# Problem statement
According to the lecture announcement, in what year was the Georgia Association of Jungian Analysts founded?

# Extract to read
▶
Susan Olson

Reflections on My Journey:
Twenty-five Years as a Jungian Analyst

October 14, Saturday Lecture 7:30 pm
members: free; non-members $20; students $10

When I graduated from the C.G. Jung Institute (Zurich) over twenty-five years ago, there were no Jungian analysts in Atlanta. In the ensuing years, the number of local analysts peaked at eight and is now holding steady at four (with one person currently in training). Today the Georgia Association of Jungian Analysts, founded in 1993, includes eight analysts from four neighboring states. In addition, Jungian training is now available in Atlanta through the Memphis-Atlanta Jungian Seminar, an affiliate of the Inter-Regional Society of Jungian Analysts. Seventeen MAJS faculty members from ten states write articles and books, offer lectures and seminars in the U.S. and abroad, and are actively involved in all aspects of training. Groups such as the Atlanta Jung Society provide an opportunity to “gain a broader and deeper understanding” of Jung’s work. Fifty-six years after his death, public interest in Jung continues to flourish.

According to his biographer, Barbara Hannah, Jung is said to have exclaimed upon occasion, “Thank God I’m Jung, and not a Jungian!” I often wonder what he would say if he knew that in 2017, fifty-eight training societies and over three thousand certified analysts are busily working to maintain his legacy. I doubt he would be surprised to learn that differences of opinion between various “Jungian” schools often erupt in schisms and splits. Nevertheless, I like to think that he would be heartened to know that Analytical Psychology (his preferred title for the discipline he founded) is thriving, as people continue to read Jungian books, attend Jungian conferences, and enter Jungian analysis and training.
◀
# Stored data
▶
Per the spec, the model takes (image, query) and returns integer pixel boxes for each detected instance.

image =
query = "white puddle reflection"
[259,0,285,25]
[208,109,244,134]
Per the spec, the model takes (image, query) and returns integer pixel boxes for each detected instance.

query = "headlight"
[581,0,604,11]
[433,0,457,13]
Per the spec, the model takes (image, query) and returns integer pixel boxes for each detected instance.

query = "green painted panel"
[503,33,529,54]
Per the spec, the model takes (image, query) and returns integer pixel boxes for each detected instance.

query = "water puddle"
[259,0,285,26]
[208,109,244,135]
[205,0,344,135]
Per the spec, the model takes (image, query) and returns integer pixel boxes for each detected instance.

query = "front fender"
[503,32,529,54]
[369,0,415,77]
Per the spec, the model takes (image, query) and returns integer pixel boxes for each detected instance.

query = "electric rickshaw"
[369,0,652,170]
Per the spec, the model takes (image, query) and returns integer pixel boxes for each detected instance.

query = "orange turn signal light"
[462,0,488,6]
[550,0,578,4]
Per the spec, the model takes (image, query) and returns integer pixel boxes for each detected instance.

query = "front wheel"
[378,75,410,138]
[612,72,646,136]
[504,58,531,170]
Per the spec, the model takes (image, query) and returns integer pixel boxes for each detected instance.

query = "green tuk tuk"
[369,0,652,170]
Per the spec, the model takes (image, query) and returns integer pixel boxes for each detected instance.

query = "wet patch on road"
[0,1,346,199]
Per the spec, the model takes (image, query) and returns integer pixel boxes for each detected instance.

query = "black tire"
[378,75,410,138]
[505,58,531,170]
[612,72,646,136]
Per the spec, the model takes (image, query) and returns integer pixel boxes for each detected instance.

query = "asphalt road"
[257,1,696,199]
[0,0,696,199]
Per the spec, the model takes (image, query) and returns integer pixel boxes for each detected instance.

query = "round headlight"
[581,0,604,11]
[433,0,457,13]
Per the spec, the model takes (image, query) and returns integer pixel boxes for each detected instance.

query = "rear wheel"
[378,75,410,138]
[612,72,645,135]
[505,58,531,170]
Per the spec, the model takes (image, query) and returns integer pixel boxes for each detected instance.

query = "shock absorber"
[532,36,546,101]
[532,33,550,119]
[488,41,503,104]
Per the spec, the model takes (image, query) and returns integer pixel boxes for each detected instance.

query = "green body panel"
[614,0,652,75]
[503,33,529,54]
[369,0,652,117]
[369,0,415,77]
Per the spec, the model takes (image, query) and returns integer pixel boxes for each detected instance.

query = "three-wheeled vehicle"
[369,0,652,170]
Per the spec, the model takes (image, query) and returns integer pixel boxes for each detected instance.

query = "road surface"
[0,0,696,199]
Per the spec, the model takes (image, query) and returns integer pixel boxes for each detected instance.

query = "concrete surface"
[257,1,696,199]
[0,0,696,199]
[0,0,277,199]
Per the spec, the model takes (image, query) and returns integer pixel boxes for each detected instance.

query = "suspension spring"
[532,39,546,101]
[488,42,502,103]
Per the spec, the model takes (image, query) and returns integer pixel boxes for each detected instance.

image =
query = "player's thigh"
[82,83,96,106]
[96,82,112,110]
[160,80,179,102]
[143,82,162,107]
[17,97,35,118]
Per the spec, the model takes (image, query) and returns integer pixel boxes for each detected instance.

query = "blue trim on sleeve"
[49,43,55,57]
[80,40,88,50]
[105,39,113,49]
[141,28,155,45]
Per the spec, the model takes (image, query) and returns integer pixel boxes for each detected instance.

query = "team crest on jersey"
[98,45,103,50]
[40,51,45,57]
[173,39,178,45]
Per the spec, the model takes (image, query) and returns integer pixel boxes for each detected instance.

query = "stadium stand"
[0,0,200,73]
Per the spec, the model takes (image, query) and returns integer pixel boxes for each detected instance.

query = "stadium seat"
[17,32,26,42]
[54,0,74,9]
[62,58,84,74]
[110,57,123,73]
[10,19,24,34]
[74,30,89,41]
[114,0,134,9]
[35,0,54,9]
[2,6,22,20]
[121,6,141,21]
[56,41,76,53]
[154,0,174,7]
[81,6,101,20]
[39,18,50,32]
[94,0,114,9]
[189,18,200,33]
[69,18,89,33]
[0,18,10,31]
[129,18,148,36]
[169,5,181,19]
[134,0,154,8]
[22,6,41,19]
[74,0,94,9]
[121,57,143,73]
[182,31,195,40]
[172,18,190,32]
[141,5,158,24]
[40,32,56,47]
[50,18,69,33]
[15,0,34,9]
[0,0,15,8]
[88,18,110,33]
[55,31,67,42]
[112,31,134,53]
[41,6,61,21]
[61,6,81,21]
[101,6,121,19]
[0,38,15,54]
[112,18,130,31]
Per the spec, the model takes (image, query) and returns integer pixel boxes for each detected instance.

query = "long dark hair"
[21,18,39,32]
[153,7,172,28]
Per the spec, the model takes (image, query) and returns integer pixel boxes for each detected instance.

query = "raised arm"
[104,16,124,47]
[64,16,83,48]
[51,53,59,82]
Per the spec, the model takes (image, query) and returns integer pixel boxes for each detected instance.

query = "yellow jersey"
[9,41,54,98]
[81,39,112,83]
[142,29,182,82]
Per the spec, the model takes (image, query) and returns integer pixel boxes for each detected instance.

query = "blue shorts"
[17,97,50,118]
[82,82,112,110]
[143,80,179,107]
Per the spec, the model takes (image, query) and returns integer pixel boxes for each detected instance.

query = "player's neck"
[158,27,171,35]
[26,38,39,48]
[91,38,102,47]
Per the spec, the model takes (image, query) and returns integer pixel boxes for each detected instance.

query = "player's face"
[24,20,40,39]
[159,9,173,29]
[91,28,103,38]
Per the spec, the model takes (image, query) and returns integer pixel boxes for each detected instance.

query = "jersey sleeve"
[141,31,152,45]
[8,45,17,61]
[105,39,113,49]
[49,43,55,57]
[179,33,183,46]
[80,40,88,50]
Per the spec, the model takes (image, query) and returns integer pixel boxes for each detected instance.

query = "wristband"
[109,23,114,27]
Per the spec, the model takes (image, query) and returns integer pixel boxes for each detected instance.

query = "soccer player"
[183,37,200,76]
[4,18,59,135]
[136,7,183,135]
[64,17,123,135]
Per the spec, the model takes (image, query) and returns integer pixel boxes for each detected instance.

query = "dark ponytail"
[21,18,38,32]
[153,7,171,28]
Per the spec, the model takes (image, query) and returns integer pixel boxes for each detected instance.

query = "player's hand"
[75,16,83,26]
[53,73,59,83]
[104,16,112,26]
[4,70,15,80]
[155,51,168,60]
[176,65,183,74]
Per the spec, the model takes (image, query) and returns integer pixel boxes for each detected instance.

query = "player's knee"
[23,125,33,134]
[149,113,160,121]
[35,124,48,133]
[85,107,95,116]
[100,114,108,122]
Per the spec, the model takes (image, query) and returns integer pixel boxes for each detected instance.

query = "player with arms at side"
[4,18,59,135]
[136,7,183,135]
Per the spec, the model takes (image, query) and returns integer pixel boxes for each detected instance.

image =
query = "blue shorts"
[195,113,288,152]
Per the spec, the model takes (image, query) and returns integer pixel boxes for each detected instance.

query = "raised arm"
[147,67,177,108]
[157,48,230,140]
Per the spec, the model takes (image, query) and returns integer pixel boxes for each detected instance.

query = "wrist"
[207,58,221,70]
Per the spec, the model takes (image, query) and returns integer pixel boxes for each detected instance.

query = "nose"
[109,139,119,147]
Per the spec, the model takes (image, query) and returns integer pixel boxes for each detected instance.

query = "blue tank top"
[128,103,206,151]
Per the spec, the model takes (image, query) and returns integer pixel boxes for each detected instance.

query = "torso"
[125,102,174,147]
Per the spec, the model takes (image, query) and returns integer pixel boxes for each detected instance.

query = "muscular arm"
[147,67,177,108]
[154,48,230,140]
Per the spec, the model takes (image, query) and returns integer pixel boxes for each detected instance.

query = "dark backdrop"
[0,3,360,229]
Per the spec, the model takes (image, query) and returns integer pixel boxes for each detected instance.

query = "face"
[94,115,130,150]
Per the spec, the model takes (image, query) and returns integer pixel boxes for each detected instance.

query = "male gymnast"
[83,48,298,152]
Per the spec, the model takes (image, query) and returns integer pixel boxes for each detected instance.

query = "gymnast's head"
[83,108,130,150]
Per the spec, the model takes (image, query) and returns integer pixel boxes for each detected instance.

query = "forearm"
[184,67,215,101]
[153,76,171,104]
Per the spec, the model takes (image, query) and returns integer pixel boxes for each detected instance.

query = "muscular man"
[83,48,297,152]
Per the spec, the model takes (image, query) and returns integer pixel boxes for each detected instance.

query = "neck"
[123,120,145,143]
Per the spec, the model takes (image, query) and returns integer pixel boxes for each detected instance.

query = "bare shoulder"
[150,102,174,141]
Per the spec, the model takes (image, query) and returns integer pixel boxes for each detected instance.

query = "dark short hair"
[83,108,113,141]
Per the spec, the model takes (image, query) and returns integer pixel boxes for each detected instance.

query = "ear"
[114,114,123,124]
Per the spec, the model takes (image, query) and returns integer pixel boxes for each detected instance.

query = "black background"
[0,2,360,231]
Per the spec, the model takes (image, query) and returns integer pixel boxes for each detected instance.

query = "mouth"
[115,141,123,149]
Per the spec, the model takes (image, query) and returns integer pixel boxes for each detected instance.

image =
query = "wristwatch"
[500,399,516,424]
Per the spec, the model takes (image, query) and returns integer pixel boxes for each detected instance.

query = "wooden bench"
◀
# Result for this task
1993